- _What the task requires_
Repeat all the records, precisely as given.
··· Data supplied ···
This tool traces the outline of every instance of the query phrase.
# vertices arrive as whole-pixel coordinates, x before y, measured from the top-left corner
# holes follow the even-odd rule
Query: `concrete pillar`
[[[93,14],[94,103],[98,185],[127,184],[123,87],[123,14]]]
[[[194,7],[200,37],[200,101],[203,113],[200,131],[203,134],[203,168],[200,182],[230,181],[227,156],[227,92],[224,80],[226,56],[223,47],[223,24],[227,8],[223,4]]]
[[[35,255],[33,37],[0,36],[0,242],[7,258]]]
···
- _Exercise answer_
This tool traces the outline of every instance of the query phrase.
# vertices arrive as whole-pixel coordinates, x before y, measured from the top-left corner
# holes follow the even-odd rule
Query: `concrete pillar`
[[[93,14],[94,103],[98,185],[127,184],[123,87],[123,14]]]
[[[194,7],[200,37],[200,101],[203,113],[200,131],[203,134],[203,168],[200,182],[230,181],[227,156],[227,92],[224,80],[226,56],[223,47],[223,24],[227,8],[223,4]]]
[[[35,255],[33,37],[0,36],[0,242],[7,258]]]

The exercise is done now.